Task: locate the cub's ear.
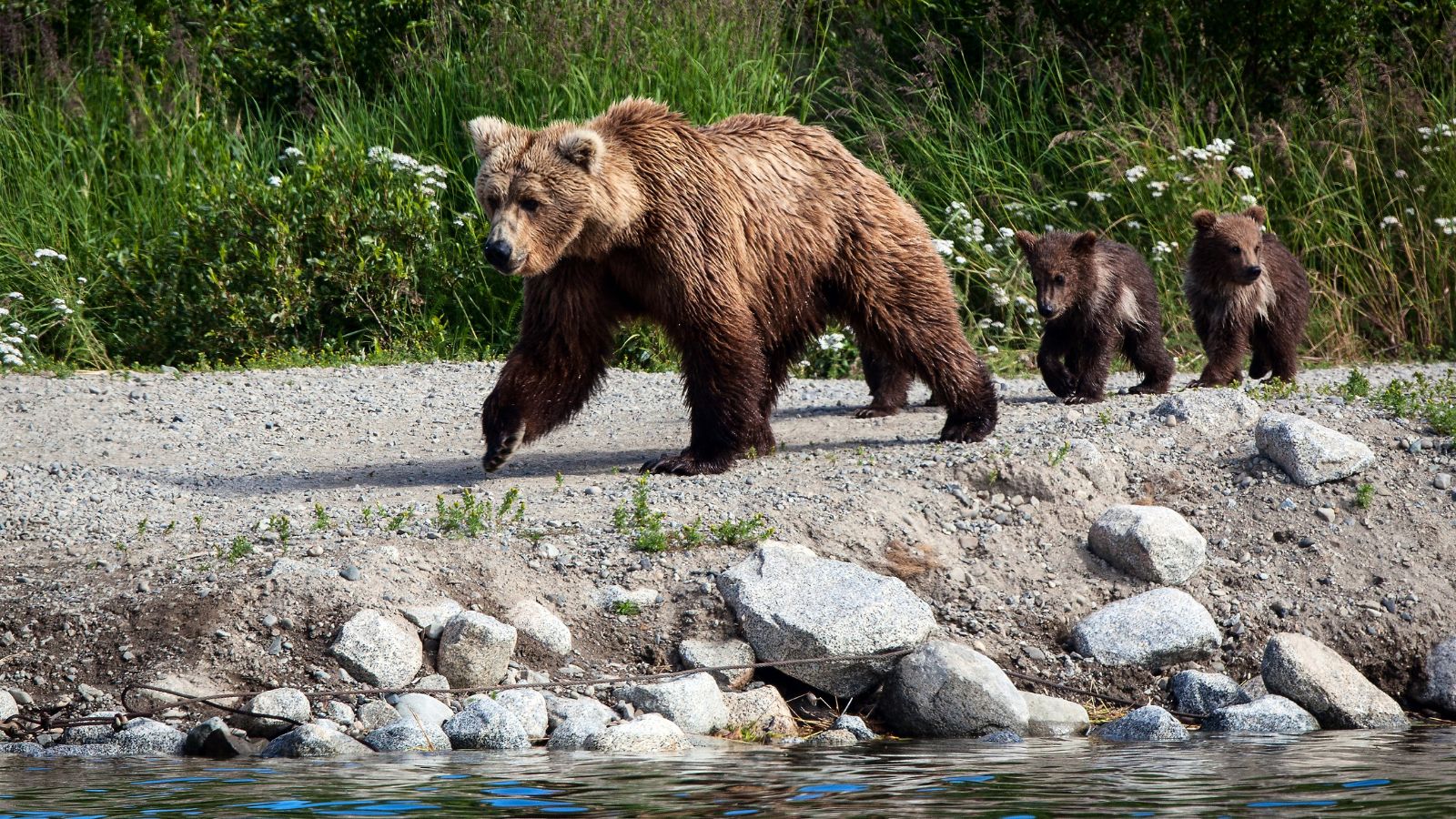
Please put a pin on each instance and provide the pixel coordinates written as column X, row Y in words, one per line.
column 1084, row 242
column 1026, row 239
column 584, row 147
column 488, row 135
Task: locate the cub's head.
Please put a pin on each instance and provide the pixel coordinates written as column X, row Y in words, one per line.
column 1228, row 247
column 539, row 189
column 1062, row 267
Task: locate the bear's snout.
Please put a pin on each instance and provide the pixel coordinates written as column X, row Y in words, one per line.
column 499, row 252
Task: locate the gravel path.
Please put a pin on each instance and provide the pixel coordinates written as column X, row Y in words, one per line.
column 135, row 516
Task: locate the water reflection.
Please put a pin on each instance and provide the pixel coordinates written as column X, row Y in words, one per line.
column 1346, row 773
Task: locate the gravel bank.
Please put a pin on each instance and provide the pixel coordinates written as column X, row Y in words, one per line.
column 136, row 523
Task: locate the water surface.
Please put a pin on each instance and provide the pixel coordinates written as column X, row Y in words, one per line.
column 1324, row 774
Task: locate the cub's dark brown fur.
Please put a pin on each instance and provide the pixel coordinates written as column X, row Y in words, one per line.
column 1245, row 290
column 1097, row 296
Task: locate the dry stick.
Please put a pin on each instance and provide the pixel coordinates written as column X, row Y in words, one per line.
column 47, row 720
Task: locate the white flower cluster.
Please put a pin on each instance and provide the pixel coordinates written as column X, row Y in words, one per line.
column 832, row 341
column 1438, row 131
column 1218, row 150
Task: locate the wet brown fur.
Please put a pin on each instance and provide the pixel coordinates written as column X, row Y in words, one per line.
column 1237, row 312
column 740, row 239
column 1097, row 298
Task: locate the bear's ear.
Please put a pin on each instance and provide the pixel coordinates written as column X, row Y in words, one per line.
column 1084, row 242
column 487, row 135
column 1026, row 239
column 584, row 147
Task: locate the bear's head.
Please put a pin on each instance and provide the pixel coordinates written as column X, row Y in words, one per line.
column 1229, row 247
column 1063, row 268
column 550, row 194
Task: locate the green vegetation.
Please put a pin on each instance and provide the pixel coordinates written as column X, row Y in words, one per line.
column 261, row 184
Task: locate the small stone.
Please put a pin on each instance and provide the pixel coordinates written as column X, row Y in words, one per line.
column 692, row 702
column 1148, row 723
column 1201, row 693
column 710, row 653
column 1266, row 714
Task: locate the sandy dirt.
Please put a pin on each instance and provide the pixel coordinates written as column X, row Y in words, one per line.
column 135, row 522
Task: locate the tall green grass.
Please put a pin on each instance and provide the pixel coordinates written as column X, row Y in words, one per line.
column 152, row 172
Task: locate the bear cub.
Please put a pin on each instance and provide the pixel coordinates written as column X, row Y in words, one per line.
column 1245, row 290
column 1097, row 298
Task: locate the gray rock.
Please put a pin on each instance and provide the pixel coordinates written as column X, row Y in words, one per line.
column 280, row 703
column 1308, row 452
column 1158, row 627
column 1215, row 413
column 1149, row 542
column 710, row 653
column 475, row 651
column 834, row 738
column 574, row 733
column 1441, row 676
column 797, row 605
column 308, row 742
column 1148, row 723
column 762, row 710
column 379, row 651
column 1203, row 693
column 948, row 690
column 855, row 726
column 422, row 707
column 376, row 714
column 1327, row 685
column 408, row 734
column 564, row 709
column 150, row 738
column 487, row 726
column 1048, row 716
column 650, row 733
column 1266, row 714
column 213, row 739
column 692, row 702
column 541, row 625
column 529, row 707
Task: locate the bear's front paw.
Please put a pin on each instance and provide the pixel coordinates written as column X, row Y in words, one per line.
column 501, row 446
column 686, row 464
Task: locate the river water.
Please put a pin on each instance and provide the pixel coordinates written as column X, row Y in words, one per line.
column 1322, row 774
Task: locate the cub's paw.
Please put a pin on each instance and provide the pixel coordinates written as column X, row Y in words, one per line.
column 501, row 448
column 686, row 464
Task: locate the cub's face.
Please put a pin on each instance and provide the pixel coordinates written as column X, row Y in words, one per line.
column 1232, row 244
column 536, row 188
column 1059, row 264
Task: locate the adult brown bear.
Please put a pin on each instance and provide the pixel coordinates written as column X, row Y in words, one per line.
column 740, row 239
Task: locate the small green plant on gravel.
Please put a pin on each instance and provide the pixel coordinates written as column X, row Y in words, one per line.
column 1365, row 496
column 1059, row 455
column 283, row 526
column 733, row 532
column 320, row 518
column 238, row 550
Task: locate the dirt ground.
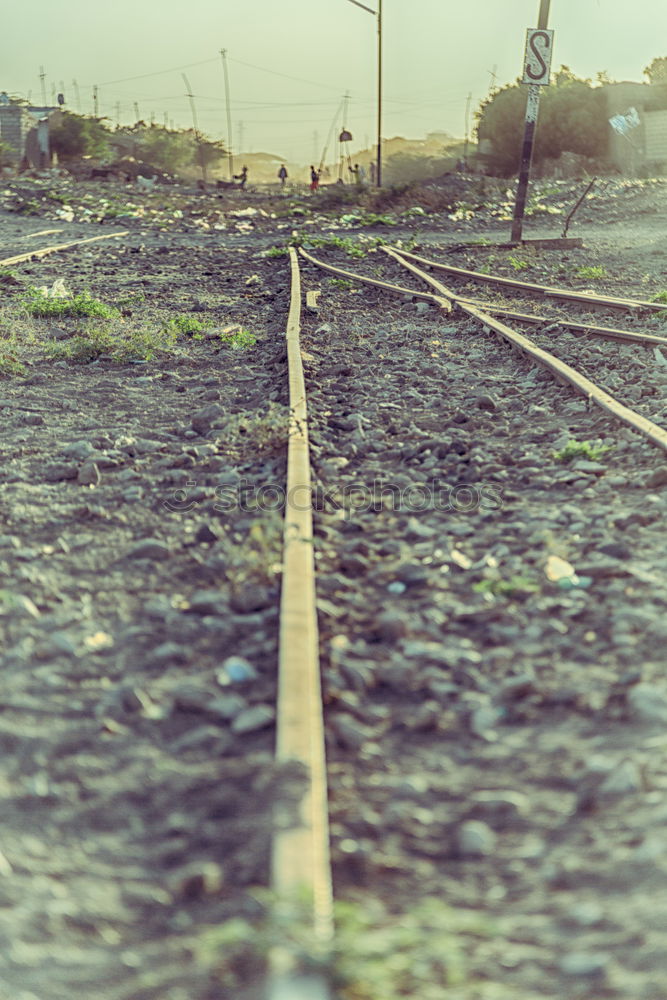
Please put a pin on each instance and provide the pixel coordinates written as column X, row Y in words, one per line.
column 496, row 733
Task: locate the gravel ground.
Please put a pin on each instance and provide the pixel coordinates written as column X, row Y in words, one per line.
column 492, row 621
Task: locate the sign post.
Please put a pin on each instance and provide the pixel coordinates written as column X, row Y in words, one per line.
column 536, row 72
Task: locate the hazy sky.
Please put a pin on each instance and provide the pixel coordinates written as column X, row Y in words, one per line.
column 436, row 53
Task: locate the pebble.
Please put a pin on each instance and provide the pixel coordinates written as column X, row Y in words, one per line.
column 149, row 548
column 503, row 807
column 18, row 605
column 585, row 964
column 89, row 474
column 251, row 720
column 207, row 602
column 648, row 703
column 206, row 417
column 78, row 450
column 485, row 402
column 626, row 779
column 349, row 734
column 236, row 670
column 475, row 839
column 389, row 627
column 169, row 652
column 57, row 472
column 132, row 494
column 203, row 738
column 250, row 599
column 656, row 478
column 206, row 534
column 201, row 878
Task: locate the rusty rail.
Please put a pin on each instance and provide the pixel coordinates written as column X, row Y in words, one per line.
column 301, row 868
column 656, row 434
column 45, row 251
column 443, row 301
column 605, row 301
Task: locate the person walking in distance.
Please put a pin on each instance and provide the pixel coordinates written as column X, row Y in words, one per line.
column 243, row 177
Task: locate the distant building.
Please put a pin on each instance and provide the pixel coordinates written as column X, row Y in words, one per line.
column 642, row 146
column 25, row 130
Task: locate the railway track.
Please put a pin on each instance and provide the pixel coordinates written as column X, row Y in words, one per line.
column 420, row 662
column 300, row 732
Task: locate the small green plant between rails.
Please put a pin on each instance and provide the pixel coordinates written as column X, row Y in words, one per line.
column 376, row 955
column 117, row 345
column 513, row 586
column 592, row 273
column 353, row 248
column 82, row 305
column 660, row 297
column 581, row 449
column 240, row 339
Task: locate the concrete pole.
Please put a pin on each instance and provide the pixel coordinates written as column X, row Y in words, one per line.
column 532, row 110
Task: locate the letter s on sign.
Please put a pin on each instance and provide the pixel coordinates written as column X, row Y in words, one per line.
column 538, row 62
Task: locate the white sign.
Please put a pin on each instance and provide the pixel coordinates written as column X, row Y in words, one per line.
column 537, row 57
column 625, row 123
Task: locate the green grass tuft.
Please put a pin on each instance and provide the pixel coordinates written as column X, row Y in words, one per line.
column 580, row 449
column 82, row 305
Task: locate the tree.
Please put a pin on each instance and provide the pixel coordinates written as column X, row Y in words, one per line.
column 656, row 71
column 74, row 136
column 172, row 150
column 572, row 119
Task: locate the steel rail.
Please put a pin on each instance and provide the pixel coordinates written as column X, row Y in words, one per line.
column 301, row 860
column 610, row 333
column 443, row 301
column 656, row 434
column 607, row 301
column 45, row 251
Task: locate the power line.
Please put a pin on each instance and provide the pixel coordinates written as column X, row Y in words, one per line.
column 159, row 72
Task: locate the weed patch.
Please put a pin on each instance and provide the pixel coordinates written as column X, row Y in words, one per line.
column 580, row 449
column 238, row 338
column 82, row 305
column 376, row 955
column 123, row 346
column 592, row 273
column 183, row 324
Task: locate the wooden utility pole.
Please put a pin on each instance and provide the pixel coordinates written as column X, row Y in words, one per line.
column 379, row 152
column 467, row 134
column 230, row 155
column 195, row 125
column 536, row 73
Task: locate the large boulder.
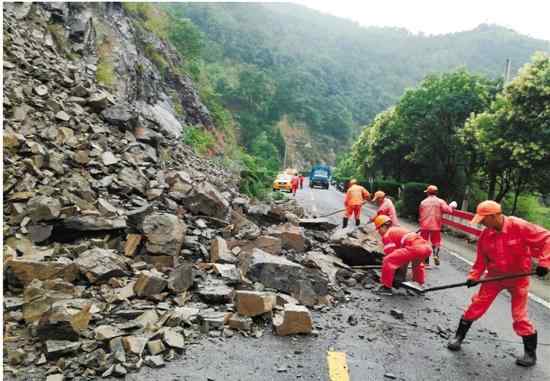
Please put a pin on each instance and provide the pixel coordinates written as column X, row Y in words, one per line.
column 328, row 264
column 92, row 223
column 120, row 115
column 26, row 270
column 309, row 286
column 164, row 233
column 205, row 199
column 42, row 208
column 292, row 236
column 220, row 253
column 100, row 265
column 364, row 250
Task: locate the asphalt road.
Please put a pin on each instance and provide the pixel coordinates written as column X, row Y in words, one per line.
column 378, row 346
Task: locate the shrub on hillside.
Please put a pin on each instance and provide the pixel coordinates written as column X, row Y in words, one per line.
column 387, row 186
column 411, row 196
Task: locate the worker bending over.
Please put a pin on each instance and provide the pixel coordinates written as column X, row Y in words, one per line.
column 385, row 207
column 505, row 246
column 431, row 214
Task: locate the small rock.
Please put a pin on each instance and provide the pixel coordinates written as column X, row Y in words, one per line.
column 63, row 116
column 173, row 338
column 156, row 347
column 294, row 319
column 252, row 303
column 242, row 323
column 150, row 283
column 398, row 314
column 154, row 361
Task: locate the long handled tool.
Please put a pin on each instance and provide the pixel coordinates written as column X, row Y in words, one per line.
column 461, row 284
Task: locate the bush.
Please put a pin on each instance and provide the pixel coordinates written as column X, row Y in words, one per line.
column 199, row 139
column 412, row 195
column 387, row 186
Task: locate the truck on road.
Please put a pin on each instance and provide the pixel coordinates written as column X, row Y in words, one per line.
column 320, row 176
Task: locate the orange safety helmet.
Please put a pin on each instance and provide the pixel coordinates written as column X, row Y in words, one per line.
column 381, row 220
column 432, row 189
column 378, row 195
column 484, row 209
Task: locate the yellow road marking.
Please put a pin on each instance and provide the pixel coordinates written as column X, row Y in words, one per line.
column 337, row 366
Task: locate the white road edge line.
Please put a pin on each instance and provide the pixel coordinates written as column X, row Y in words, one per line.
column 533, row 297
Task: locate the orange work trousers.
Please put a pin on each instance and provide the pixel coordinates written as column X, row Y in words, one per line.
column 401, row 257
column 482, row 300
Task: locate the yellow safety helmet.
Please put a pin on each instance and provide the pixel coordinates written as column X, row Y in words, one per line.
column 381, row 220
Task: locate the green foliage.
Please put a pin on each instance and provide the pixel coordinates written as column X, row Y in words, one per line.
column 511, row 138
column 156, row 57
column 531, row 209
column 63, row 45
column 105, row 73
column 201, row 140
column 185, row 37
column 411, row 196
column 327, row 72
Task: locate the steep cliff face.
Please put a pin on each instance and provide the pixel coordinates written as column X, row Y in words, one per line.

GOAL OF THE EXERCISE: All lines above from the line with "Task: locate the small rock." through the line with "Task: locate the steep cliff face.", both included, are to be set down exactly, with nothing else.

SOLUTION TO THIS EXERCISE:
Task: locate the small rock.
Please put a pin on each instance and provide the pixel coordinates written as column X, row Y in words, one per line.
column 63, row 116
column 173, row 338
column 156, row 347
column 294, row 319
column 252, row 303
column 242, row 323
column 150, row 283
column 398, row 314
column 154, row 361
Task: locate the long handled tool.
Please put a pin on each instance and provide the pixel coordinates written as column X, row Y in words, one per line.
column 461, row 284
Task: locate the bush.
Please put a pin on each instance and provide the pixel coordinates written as column X, row Y in words, one per line.
column 199, row 139
column 412, row 195
column 387, row 186
Task: locate the truck on road.
Please put a pin on each instance and provide the pixel coordinates written as column X, row Y in words, one per line.
column 320, row 176
Task: locate the orange safety helmet.
Please put a pin on each instance and provide the pixel coordinates written as column X, row Y in words, one per line.
column 381, row 220
column 432, row 189
column 378, row 195
column 484, row 209
Task: locate the yellow road marking.
Please put a pin on each instance and provide the pixel coordinates written as column X, row Y in words, one per line.
column 337, row 366
Task: locate the white road edge line.
Please put a pin on each instance and provide the pixel coordinates written as column X, row Y in words, one per line.
column 533, row 297
Task: locate the orange work trousers.
Please put a pin on each instance and provide the pixel coordinates written as column X, row Y in words, one per line.
column 401, row 257
column 482, row 300
Task: locate the yellow safety helmet.
Please put a pin on each instance and provide the pixel coordinates written as column X, row Y in words, one per line.
column 381, row 220
Task: locate the green foliage.
Please put a pin on each instance and provide the pixel coordinates written as column X, row Y in words, one per line.
column 511, row 138
column 156, row 57
column 531, row 209
column 63, row 45
column 105, row 73
column 201, row 140
column 185, row 37
column 411, row 196
column 327, row 72
Task: locate the steep cliff face.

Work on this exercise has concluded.